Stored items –
- Opening Delimiter -

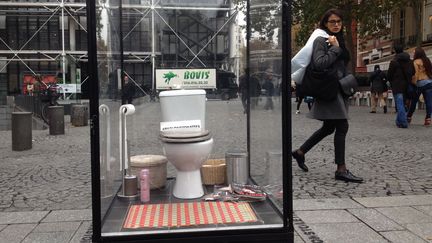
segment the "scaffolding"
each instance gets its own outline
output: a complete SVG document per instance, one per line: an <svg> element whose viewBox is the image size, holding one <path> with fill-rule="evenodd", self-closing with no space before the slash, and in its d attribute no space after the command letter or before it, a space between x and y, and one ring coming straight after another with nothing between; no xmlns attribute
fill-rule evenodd
<svg viewBox="0 0 432 243"><path fill-rule="evenodd" d="M109 2L98 0L99 9L109 8ZM150 80L154 88L154 70L161 66L220 68L235 71L239 76L239 28L235 21L238 10L229 0L203 2L204 5L196 7L187 1L123 0L124 71L138 87ZM36 75L44 67L57 66L63 84L76 82L73 79L77 76L77 65L85 67L87 62L84 0L0 2L0 27L2 21L6 30L0 29L0 74L6 72L16 79L12 82L10 78L0 79L8 82L8 94L20 89L20 73L24 70ZM54 29L56 26L59 31ZM8 28L17 30L13 38ZM44 34L52 34L54 38L43 37ZM59 43L53 44L56 39ZM12 63L19 65L8 69ZM20 73L12 74L14 69ZM77 84L84 85L87 80L84 75ZM63 98L68 98L64 91Z"/></svg>

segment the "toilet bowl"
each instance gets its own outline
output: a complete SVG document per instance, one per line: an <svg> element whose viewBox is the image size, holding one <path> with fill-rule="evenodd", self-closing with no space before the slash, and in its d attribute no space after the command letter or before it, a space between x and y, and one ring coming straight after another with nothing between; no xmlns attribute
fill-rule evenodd
<svg viewBox="0 0 432 243"><path fill-rule="evenodd" d="M213 149L213 138L205 129L205 91L170 90L159 97L160 141L166 158L177 170L173 195L180 199L202 197L200 168Z"/></svg>

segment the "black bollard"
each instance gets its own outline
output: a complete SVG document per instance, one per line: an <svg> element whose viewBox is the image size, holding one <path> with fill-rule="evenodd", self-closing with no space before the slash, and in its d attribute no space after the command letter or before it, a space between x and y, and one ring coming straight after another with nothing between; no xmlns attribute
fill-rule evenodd
<svg viewBox="0 0 432 243"><path fill-rule="evenodd" d="M64 129L64 107L50 106L48 107L49 118L49 134L61 135L65 134Z"/></svg>
<svg viewBox="0 0 432 243"><path fill-rule="evenodd" d="M87 126L88 109L86 105L73 104L71 107L71 124L73 126Z"/></svg>
<svg viewBox="0 0 432 243"><path fill-rule="evenodd" d="M32 148L32 113L12 112L12 150Z"/></svg>

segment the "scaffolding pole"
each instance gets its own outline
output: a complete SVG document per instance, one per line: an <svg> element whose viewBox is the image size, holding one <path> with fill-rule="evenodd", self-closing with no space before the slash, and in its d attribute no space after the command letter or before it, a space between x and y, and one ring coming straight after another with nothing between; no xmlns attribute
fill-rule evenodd
<svg viewBox="0 0 432 243"><path fill-rule="evenodd" d="M66 84L66 52L65 52L65 16L64 16L64 0L61 1L61 20L62 20L62 79L63 85ZM64 86L63 86L64 87ZM65 89L62 88L63 100L66 99Z"/></svg>

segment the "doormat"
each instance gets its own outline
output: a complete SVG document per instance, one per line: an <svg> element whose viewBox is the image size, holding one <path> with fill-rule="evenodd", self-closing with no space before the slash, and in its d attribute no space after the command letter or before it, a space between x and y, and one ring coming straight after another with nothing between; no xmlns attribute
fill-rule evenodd
<svg viewBox="0 0 432 243"><path fill-rule="evenodd" d="M247 202L188 202L131 205L125 229L256 222Z"/></svg>

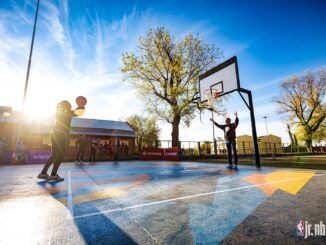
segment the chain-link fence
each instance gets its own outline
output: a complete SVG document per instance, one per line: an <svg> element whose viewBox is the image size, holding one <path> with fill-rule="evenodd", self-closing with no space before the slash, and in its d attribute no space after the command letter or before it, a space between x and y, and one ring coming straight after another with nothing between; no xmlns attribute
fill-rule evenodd
<svg viewBox="0 0 326 245"><path fill-rule="evenodd" d="M259 153L262 156L294 155L294 154L326 154L326 144L313 145L312 149L305 146L293 146L281 142L258 142ZM160 140L158 146L162 148L172 147L170 140ZM226 143L224 140L211 141L180 141L181 152L185 156L199 155L226 155ZM253 156L254 145L252 141L237 141L239 156Z"/></svg>

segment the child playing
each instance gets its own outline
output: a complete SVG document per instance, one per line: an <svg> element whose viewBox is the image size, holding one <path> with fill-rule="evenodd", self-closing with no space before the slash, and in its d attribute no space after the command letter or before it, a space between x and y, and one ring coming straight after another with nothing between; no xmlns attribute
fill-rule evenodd
<svg viewBox="0 0 326 245"><path fill-rule="evenodd" d="M236 147L236 133L235 130L239 124L239 118L238 118L238 113L235 112L235 122L231 123L230 118L226 118L225 120L225 125L220 125L217 122L215 122L212 118L210 119L216 127L222 129L224 131L224 138L226 140L226 148L228 151L228 162L229 166L227 167L228 169L232 169L232 150L233 150L233 156L234 156L234 169L238 169L238 154L237 154L237 147Z"/></svg>
<svg viewBox="0 0 326 245"><path fill-rule="evenodd" d="M37 176L39 179L61 181L64 178L57 174L60 164L66 153L66 139L70 129L71 119L76 116L82 116L85 111L86 99L80 101L76 99L78 107L75 110L71 110L71 104L64 100L57 104L56 108L56 124L54 132L51 135L51 156L45 162L42 172ZM51 176L47 174L47 171L51 164L53 168Z"/></svg>

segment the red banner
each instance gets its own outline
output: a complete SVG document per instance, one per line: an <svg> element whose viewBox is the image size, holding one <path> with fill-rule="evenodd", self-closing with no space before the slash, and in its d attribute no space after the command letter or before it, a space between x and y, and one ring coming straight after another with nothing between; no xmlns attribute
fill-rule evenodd
<svg viewBox="0 0 326 245"><path fill-rule="evenodd" d="M144 148L140 153L141 160L179 160L179 149L177 147L162 149L162 148Z"/></svg>
<svg viewBox="0 0 326 245"><path fill-rule="evenodd" d="M164 149L144 148L140 153L141 160L164 160Z"/></svg>
<svg viewBox="0 0 326 245"><path fill-rule="evenodd" d="M179 148L173 147L164 150L164 159L169 161L179 161Z"/></svg>

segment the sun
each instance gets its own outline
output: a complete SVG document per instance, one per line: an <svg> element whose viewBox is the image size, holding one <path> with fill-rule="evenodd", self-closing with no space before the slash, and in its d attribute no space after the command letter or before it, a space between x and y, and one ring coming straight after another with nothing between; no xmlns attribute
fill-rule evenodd
<svg viewBox="0 0 326 245"><path fill-rule="evenodd" d="M26 119L42 121L48 119L55 114L55 102L40 98L38 96L31 96L26 100L24 115Z"/></svg>
<svg viewBox="0 0 326 245"><path fill-rule="evenodd" d="M55 116L56 105L62 100L61 97L65 95L60 86L52 86L35 78L28 88L24 117L33 121L44 121Z"/></svg>

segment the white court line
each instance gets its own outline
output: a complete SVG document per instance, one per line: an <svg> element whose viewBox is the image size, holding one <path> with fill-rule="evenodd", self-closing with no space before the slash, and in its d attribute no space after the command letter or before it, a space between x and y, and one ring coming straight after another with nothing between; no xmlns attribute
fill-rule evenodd
<svg viewBox="0 0 326 245"><path fill-rule="evenodd" d="M72 204L72 189L71 189L71 173L70 170L68 170L68 196L67 196L67 217L68 218L73 218L74 217L74 207Z"/></svg>
<svg viewBox="0 0 326 245"><path fill-rule="evenodd" d="M316 174L316 175L314 175L312 177L319 177L319 176L323 176L323 175L324 174ZM241 187L227 189L227 190L219 190L219 191L213 191L213 192L200 193L200 194L191 195L191 196L176 197L176 198L166 199L166 200L157 201L157 202L149 202L149 203L144 203L144 204L139 204L139 205L133 205L133 206L124 207L124 208L109 209L109 210L100 211L100 212L77 215L74 218L75 219L86 218L86 217L100 215L100 214L120 212L120 211L125 211L125 210L128 210L128 209L141 208L141 207L145 207L145 206L152 206L152 205L157 205L157 204L161 204L161 203L174 202L174 201L183 200L183 199L190 199L190 198L194 198L194 197L208 196L208 195L217 194L217 193L231 192L231 191L255 188L255 187L258 187L258 186L264 186L264 185L270 185L270 184L276 184L276 183L283 183L283 182L289 182L289 181L293 181L293 180L300 180L300 179L307 179L307 178L311 178L311 176L291 178L291 179L285 179L285 180L277 180L277 181L267 182L267 183L258 184L258 185L247 185L247 186L241 186Z"/></svg>

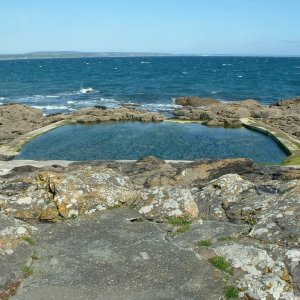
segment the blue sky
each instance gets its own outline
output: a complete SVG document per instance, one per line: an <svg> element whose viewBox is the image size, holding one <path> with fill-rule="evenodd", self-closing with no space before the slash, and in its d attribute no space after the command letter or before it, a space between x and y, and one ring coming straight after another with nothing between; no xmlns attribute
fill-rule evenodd
<svg viewBox="0 0 300 300"><path fill-rule="evenodd" d="M300 55L299 0L0 0L0 53Z"/></svg>

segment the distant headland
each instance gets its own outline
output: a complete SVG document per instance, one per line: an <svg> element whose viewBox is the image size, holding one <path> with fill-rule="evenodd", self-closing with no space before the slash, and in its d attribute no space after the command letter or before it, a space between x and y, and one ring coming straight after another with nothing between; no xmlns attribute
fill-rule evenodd
<svg viewBox="0 0 300 300"><path fill-rule="evenodd" d="M23 54L1 54L0 60L7 59L50 59L84 57L139 57L139 56L174 56L170 53L156 52L80 52L80 51L37 51ZM178 55L176 55L178 56Z"/></svg>

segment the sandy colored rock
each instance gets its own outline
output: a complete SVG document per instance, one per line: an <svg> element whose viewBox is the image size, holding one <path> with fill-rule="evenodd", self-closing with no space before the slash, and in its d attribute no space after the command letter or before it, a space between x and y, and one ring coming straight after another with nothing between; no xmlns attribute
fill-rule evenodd
<svg viewBox="0 0 300 300"><path fill-rule="evenodd" d="M220 102L212 98L200 98L196 96L178 97L175 99L175 104L182 106L208 106L217 105Z"/></svg>

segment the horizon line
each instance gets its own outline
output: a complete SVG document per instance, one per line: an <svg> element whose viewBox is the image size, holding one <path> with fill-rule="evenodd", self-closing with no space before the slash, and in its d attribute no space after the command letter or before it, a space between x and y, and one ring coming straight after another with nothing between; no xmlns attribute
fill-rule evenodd
<svg viewBox="0 0 300 300"><path fill-rule="evenodd" d="M168 53L168 52L147 52L147 51L77 51L77 50L42 50L42 51L30 51L30 52L23 52L23 53L0 53L0 58L5 56L26 56L26 55L61 55L61 54L85 54L91 55L90 58L97 58L97 57L109 57L109 55L113 55L114 57L130 57L130 56L198 56L198 57L209 57L209 56L220 56L220 57L300 57L300 54L233 54L233 53L204 53L204 54L197 54L197 53ZM33 57L30 57L33 59ZM37 59L39 57L36 57ZM55 58L55 57L51 57ZM60 57L57 57L60 58ZM71 57L70 57L71 58ZM78 57L79 58L79 57ZM86 57L89 58L89 57ZM24 57L24 59L29 59Z"/></svg>

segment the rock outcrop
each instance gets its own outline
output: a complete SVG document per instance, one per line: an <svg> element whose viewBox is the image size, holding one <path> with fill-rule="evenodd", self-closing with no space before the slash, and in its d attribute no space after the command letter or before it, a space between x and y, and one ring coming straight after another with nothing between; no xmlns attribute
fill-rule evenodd
<svg viewBox="0 0 300 300"><path fill-rule="evenodd" d="M0 146L29 131L60 120L44 117L40 109L23 104L0 105Z"/></svg>
<svg viewBox="0 0 300 300"><path fill-rule="evenodd" d="M239 127L242 126L241 118L253 118L298 139L300 137L300 97L281 100L269 107L252 99L229 103L210 102L208 105L183 104L184 107L177 109L174 114L180 120L202 121L212 127Z"/></svg>
<svg viewBox="0 0 300 300"><path fill-rule="evenodd" d="M98 123L107 121L160 122L164 119L165 117L160 113L126 107L116 109L89 107L69 115L44 116L40 109L27 105L0 105L0 146L30 131L62 120L66 123Z"/></svg>
<svg viewBox="0 0 300 300"><path fill-rule="evenodd" d="M178 97L175 99L175 104L182 106L210 106L217 105L220 102L212 98L200 98L200 97Z"/></svg>
<svg viewBox="0 0 300 300"><path fill-rule="evenodd" d="M211 266L210 261L214 257L225 259L230 265L227 271L231 274L226 282L236 287L241 299L293 299L293 293L297 291L295 266L298 258L300 261L300 174L297 169L257 167L246 159L166 163L150 157L128 163L89 162L75 163L65 168L26 170L24 172L18 168L0 177L0 264L7 266L5 276L12 274L16 266L20 270L20 264L28 264L36 247L31 246L31 249L28 243L24 243L24 237L28 236L34 239L37 237L43 245L42 248L37 246L44 254L40 262L33 263L33 270L35 264L39 268L46 268L48 254L42 249L47 249L47 245L50 247L52 243L59 245L61 231L53 236L56 236L57 242L50 241L45 233L39 235L44 228L38 225L40 222L49 223L46 228L51 232L52 226L54 232L57 230L55 228L64 226L66 229L62 230L80 226L82 229L76 230L85 232L84 226L90 222L90 218L93 218L93 223L102 224L106 228L105 222L110 224L110 221L107 217L101 219L103 211L111 211L106 215L118 222L118 218L123 216L121 212L127 207L135 211L134 216L128 219L131 226L141 223L158 226L152 229L152 232L158 230L155 233L157 239L153 236L147 247L154 247L153 243L162 245L167 239L179 251L174 250L173 260L178 259L176 253L181 255L180 251L187 249L191 257L186 263L197 258L205 268ZM102 223L97 221L99 218ZM64 223L60 221L66 219L70 219L66 225L59 225ZM35 222L38 230L27 222ZM58 224L58 227L53 223ZM122 226L125 228L127 225ZM116 228L110 228L111 234L115 236ZM135 233L136 237L133 236L133 228L131 233L122 234L139 240L138 233ZM165 232L163 240L159 238L162 232ZM118 237L114 243L122 245L124 242L120 239ZM203 240L206 247L202 245ZM70 243L74 244L71 251L75 251L76 242L72 240ZM82 240L82 243L93 245L97 242ZM134 252L134 244L132 247L131 251ZM56 249L63 251L61 248ZM106 259L108 253L101 249L97 250L100 251L97 257ZM91 251L95 249L91 248ZM140 254L142 260L152 255L150 252L145 253ZM13 262L7 263L13 255L16 255L16 265ZM24 258L21 259L19 255ZM52 257L51 262L55 259L58 257ZM109 262L115 263L113 257ZM67 264L65 260L61 263ZM131 263L128 264L131 268ZM211 280L217 282L220 276L226 278L227 271L215 271ZM49 276L52 276L52 271L47 268L43 272L50 272ZM90 269L86 272L93 271ZM111 272L110 276L117 278L114 277L117 276L114 273L116 271ZM204 282L204 278L201 278L206 275L200 269L198 272L197 277L200 282ZM5 295L13 293L22 280L22 272L16 274L9 277L11 279L0 276L0 295L3 299ZM191 278L194 275L190 274ZM38 273L33 276L39 282L38 285L43 284L43 278ZM151 282L153 276L155 274L151 275ZM190 284L190 288L195 291L190 294L190 299L198 299L196 286L200 283ZM226 285L223 289L226 290ZM37 291L30 284L26 290ZM25 290L21 288L20 293L22 295ZM208 299L210 296L207 295ZM19 296L17 299L21 298Z"/></svg>

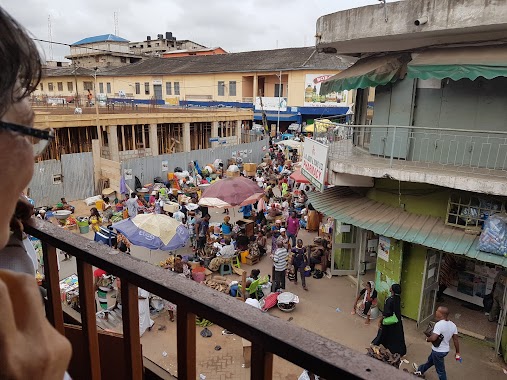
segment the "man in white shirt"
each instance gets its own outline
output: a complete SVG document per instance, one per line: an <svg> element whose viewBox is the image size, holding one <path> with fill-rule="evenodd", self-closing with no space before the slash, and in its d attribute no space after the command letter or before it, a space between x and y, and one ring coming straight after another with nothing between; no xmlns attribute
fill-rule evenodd
<svg viewBox="0 0 507 380"><path fill-rule="evenodd" d="M455 358L456 360L461 360L461 355L459 353L458 328L453 322L449 320L449 309L444 306L440 306L437 309L435 312L435 317L438 322L435 323L435 327L433 327L433 334L426 338L426 341L433 343L442 338L442 342L438 345L438 347L435 347L433 345L431 348L431 354L428 357L428 361L426 363L420 366L417 366L417 364L414 363L414 369L416 370L414 374L424 375L428 369L430 369L432 366L435 366L438 379L447 380L444 358L447 356L451 348L449 344L451 338L454 342L454 348L456 349Z"/></svg>
<svg viewBox="0 0 507 380"><path fill-rule="evenodd" d="M275 251L275 254L272 255L273 266L275 267L273 281L275 291L278 289L285 289L285 271L287 269L287 258L289 256L287 249L283 246L283 242L279 241L276 246L278 249Z"/></svg>
<svg viewBox="0 0 507 380"><path fill-rule="evenodd" d="M223 257L225 259L231 258L236 254L236 248L234 248L234 244L232 244L231 239L225 239L225 245L220 249L220 252L217 253L217 256Z"/></svg>

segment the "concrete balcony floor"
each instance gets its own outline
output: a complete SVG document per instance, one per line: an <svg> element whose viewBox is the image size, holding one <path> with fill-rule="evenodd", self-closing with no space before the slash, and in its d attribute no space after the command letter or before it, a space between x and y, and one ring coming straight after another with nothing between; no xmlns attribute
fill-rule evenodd
<svg viewBox="0 0 507 380"><path fill-rule="evenodd" d="M507 172L472 166L407 161L374 156L350 140L330 144L329 170L371 178L392 178L452 189L507 196Z"/></svg>

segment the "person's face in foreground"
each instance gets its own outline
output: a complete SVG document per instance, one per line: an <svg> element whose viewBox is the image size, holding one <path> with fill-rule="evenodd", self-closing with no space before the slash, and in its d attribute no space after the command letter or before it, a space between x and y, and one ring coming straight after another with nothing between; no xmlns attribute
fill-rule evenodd
<svg viewBox="0 0 507 380"><path fill-rule="evenodd" d="M28 98L11 104L1 118L4 122L25 127L33 127L33 119L34 114ZM16 132L0 131L0 173L5 189L0 202L0 248L7 244L11 216L21 192L30 183L33 168L33 148L28 139Z"/></svg>

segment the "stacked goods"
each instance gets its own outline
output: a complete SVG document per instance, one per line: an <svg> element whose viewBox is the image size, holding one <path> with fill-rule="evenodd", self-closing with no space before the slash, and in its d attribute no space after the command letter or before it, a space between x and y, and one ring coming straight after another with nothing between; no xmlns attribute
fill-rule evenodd
<svg viewBox="0 0 507 380"><path fill-rule="evenodd" d="M208 288L218 290L219 292L229 294L229 282L225 277L215 276L212 279L206 279L201 284Z"/></svg>
<svg viewBox="0 0 507 380"><path fill-rule="evenodd" d="M243 170L245 171L245 176L255 177L255 173L257 173L257 164L254 164L252 162L244 163Z"/></svg>
<svg viewBox="0 0 507 380"><path fill-rule="evenodd" d="M196 324L196 326L200 326L200 327L213 326L213 322L210 322L207 319L200 318L200 317L197 317L197 316L195 317L195 324Z"/></svg>
<svg viewBox="0 0 507 380"><path fill-rule="evenodd" d="M380 346L370 346L366 349L366 355L371 356L381 362L392 365L393 367L400 368L401 365L401 356L400 354L392 354L387 348L383 345Z"/></svg>
<svg viewBox="0 0 507 380"><path fill-rule="evenodd" d="M507 216L495 214L486 219L479 237L479 250L507 256Z"/></svg>
<svg viewBox="0 0 507 380"><path fill-rule="evenodd" d="M172 267L174 265L174 256L169 256L167 259L162 260L158 263L159 267L165 268L167 266Z"/></svg>

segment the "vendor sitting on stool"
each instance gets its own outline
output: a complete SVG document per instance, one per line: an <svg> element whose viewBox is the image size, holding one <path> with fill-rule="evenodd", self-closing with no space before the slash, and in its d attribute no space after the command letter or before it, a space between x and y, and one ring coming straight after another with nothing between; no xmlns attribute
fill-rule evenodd
<svg viewBox="0 0 507 380"><path fill-rule="evenodd" d="M363 298L361 302L359 299ZM370 324L371 307L377 306L377 291L375 290L375 284L373 281L366 283L366 288L361 290L359 295L354 302L354 308L351 314L356 314L356 310L366 316L365 324Z"/></svg>

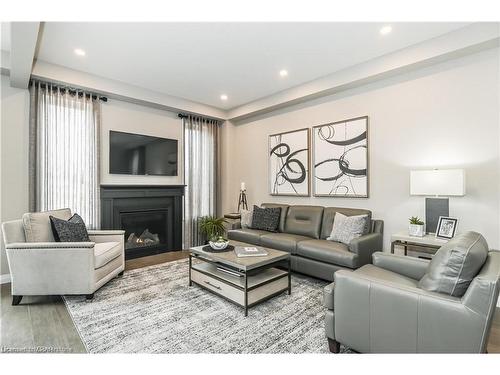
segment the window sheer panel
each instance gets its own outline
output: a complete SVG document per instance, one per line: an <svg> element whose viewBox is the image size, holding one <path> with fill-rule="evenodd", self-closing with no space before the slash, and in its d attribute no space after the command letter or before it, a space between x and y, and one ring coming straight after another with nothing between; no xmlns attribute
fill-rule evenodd
<svg viewBox="0 0 500 375"><path fill-rule="evenodd" d="M184 246L201 245L200 217L217 215L218 126L214 120L189 116L184 122Z"/></svg>
<svg viewBox="0 0 500 375"><path fill-rule="evenodd" d="M89 228L100 226L99 129L100 103L85 93L72 95L50 85L33 84L36 129L33 150L36 177L34 209L68 207ZM32 103L33 104L33 103ZM31 157L30 157L31 159ZM33 168L30 168L30 171Z"/></svg>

- Closing Delimiter -

WHAT YOU HAVE TO DO – Show every line in the entries where the string "rock" occurs.

WRITTEN SOLUTION –
segment the sandy colored rock
segment the rock outcrop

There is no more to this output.